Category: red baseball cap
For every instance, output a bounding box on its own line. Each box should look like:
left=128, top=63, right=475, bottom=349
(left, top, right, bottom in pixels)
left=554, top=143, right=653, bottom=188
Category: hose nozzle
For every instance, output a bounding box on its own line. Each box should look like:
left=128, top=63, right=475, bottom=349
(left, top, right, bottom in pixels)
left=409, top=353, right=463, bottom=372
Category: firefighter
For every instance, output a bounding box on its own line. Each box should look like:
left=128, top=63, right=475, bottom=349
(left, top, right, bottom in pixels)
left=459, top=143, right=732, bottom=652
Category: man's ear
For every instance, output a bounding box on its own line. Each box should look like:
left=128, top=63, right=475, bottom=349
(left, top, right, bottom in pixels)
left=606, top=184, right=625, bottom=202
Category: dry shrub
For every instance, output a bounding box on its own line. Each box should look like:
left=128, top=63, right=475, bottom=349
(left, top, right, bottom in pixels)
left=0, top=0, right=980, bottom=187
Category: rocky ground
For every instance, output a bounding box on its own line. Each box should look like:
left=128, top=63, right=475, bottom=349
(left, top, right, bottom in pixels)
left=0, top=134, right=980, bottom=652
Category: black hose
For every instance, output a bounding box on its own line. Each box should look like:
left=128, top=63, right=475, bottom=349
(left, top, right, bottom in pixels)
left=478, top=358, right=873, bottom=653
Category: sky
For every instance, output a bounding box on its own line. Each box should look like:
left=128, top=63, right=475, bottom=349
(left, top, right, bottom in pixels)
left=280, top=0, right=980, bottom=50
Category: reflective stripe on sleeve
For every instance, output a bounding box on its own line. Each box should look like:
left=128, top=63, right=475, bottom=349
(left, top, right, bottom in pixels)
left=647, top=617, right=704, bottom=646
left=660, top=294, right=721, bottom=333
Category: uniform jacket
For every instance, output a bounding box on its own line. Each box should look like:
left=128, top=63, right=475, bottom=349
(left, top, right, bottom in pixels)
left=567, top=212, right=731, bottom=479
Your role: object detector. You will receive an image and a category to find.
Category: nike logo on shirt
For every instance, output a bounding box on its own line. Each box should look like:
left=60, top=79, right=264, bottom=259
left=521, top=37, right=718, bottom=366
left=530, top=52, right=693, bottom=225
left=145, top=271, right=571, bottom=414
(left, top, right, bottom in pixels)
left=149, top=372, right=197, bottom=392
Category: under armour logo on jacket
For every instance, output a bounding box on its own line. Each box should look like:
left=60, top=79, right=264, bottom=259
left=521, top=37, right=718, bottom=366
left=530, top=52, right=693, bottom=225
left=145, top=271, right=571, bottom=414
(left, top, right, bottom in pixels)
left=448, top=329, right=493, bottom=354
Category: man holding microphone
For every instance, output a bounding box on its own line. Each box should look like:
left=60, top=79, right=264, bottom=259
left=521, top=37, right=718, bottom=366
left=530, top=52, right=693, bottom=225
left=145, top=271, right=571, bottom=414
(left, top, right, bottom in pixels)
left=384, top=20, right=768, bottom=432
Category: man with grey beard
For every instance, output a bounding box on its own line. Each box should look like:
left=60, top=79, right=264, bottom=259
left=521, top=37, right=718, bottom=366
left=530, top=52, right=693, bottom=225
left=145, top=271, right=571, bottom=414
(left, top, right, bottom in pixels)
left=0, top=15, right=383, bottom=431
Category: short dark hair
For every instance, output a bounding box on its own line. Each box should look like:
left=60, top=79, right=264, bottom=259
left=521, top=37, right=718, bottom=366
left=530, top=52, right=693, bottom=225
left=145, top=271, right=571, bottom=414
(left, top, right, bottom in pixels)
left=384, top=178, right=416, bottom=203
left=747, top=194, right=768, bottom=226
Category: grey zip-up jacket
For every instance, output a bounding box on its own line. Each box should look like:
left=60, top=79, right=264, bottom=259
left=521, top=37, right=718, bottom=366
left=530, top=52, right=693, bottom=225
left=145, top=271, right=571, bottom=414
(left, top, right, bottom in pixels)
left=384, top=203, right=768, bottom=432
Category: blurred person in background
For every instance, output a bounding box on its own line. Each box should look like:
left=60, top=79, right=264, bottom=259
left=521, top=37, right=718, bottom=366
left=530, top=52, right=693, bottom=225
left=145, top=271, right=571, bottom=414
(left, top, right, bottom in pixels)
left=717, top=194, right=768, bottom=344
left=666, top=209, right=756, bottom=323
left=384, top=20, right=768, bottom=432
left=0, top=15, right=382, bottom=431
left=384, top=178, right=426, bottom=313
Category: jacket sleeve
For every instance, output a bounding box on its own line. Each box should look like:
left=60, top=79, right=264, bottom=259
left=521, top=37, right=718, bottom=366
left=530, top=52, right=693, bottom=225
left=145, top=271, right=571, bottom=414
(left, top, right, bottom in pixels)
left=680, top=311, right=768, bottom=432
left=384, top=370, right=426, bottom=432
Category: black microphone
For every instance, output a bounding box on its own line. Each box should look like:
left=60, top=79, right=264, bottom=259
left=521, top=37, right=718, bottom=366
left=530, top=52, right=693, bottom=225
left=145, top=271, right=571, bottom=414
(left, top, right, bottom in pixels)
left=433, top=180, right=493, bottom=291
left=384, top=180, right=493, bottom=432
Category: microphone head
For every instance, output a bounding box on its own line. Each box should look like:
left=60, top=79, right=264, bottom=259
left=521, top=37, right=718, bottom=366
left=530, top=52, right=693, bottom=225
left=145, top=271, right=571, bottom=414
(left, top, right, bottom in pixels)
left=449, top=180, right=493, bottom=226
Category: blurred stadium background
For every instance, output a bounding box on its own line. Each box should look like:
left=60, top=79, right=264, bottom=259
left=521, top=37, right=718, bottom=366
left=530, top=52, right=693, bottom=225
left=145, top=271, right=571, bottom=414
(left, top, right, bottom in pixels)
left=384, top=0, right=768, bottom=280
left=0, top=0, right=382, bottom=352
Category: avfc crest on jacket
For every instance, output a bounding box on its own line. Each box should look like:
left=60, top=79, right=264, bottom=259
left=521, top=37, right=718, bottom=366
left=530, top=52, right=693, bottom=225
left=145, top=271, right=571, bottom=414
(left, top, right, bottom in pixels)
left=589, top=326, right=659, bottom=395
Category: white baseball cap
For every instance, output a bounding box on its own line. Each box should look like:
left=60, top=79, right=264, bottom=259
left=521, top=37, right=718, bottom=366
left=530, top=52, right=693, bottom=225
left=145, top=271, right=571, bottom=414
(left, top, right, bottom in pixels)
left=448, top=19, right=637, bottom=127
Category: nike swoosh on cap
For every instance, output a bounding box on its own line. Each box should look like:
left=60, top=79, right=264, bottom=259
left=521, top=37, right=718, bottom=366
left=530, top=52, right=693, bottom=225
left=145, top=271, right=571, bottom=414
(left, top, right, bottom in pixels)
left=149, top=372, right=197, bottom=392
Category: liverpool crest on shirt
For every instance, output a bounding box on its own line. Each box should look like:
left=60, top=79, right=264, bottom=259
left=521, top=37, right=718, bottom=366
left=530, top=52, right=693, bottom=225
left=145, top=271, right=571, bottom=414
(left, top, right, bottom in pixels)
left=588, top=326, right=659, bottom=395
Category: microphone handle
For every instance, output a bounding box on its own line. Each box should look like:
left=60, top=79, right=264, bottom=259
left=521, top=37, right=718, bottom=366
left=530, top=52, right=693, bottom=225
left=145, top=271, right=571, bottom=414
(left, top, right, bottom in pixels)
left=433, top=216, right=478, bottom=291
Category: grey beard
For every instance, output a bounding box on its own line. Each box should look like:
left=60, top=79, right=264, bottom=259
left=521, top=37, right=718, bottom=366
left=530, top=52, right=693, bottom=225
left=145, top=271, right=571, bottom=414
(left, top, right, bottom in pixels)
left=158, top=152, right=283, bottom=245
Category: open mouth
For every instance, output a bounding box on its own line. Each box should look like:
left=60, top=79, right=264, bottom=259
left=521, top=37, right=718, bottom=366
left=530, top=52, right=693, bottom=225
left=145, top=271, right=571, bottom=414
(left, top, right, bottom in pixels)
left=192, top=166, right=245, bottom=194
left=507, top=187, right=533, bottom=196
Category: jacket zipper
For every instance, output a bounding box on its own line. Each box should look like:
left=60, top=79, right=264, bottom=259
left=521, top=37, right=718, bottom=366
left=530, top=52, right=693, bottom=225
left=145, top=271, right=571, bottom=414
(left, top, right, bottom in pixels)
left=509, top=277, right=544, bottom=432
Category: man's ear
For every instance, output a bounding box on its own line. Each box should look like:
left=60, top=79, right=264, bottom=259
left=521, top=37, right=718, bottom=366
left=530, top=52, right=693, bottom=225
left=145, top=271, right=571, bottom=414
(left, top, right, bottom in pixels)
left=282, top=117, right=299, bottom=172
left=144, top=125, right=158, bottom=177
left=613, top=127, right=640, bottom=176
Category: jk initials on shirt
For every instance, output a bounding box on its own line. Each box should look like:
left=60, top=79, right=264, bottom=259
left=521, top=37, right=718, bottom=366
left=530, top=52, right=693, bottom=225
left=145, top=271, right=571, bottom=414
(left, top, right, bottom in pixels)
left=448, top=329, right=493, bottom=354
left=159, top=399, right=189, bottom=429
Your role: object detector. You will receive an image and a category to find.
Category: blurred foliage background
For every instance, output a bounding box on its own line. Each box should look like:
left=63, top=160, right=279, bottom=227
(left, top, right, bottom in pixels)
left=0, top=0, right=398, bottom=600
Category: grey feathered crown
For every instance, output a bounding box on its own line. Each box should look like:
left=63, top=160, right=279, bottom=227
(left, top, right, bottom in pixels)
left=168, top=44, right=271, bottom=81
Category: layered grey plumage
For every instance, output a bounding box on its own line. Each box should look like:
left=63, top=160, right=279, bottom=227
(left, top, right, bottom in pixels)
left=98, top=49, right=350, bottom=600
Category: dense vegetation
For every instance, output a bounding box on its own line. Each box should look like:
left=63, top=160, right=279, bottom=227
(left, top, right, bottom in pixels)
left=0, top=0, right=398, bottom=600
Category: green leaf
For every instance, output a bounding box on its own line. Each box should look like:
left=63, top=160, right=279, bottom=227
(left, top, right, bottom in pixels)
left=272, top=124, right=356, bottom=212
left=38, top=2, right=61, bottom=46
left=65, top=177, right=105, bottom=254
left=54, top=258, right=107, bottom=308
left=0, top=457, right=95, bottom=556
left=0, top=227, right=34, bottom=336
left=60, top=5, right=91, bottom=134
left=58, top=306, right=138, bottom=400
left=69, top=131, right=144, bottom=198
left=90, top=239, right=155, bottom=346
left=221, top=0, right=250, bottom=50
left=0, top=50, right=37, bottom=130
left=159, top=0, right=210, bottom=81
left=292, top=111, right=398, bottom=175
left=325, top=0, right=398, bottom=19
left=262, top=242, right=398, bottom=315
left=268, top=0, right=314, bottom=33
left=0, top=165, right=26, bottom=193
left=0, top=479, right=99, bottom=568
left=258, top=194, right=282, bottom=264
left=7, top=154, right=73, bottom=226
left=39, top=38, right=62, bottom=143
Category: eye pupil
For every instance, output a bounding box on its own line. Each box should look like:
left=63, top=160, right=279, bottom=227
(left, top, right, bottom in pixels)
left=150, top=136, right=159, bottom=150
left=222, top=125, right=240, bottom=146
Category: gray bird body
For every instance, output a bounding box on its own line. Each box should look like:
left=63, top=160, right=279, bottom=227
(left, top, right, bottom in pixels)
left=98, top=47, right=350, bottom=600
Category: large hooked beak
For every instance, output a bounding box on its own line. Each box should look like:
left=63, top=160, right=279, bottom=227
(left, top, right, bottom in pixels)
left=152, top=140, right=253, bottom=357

────

#### Short problem:
Reproduce the material from the line containing "Category: avfc crest on jacket" up to and including the line containing "left=588, top=326, right=659, bottom=395", replacing "crest" with "badge" wherever it occurs and leaving everything else unchanged. Return only those lines.

#### Response to the task:
Category: avfc badge on jacket
For every instance, output a bounding box on its own line. Each box should look like:
left=60, top=79, right=264, bottom=259
left=521, top=37, right=718, bottom=366
left=530, top=52, right=693, bottom=225
left=145, top=271, right=571, bottom=414
(left, top, right, bottom in pixels)
left=589, top=326, right=659, bottom=395
Category: white baseball cap
For every instance, output a bounding box on its own line. Each box should look like:
left=60, top=79, right=264, bottom=259
left=521, top=37, right=718, bottom=366
left=530, top=52, right=693, bottom=225
left=145, top=271, right=571, bottom=414
(left, top, right, bottom in pixels)
left=448, top=19, right=637, bottom=127
Category: nike swoosh on cap
For every instance, output a bounding box on its own line. Each box should look like:
left=60, top=79, right=264, bottom=259
left=521, top=37, right=718, bottom=366
left=530, top=52, right=693, bottom=225
left=145, top=271, right=571, bottom=414
(left, top, right, bottom in pixels)
left=149, top=372, right=197, bottom=392
Category: liverpool badge on shirt
For every instance, output a bounding box on its own line. Each box should look like:
left=60, top=79, right=264, bottom=259
left=521, top=37, right=718, bottom=366
left=530, top=52, right=693, bottom=225
left=145, top=271, right=571, bottom=414
(left, top, right, bottom in pixels)
left=588, top=326, right=659, bottom=395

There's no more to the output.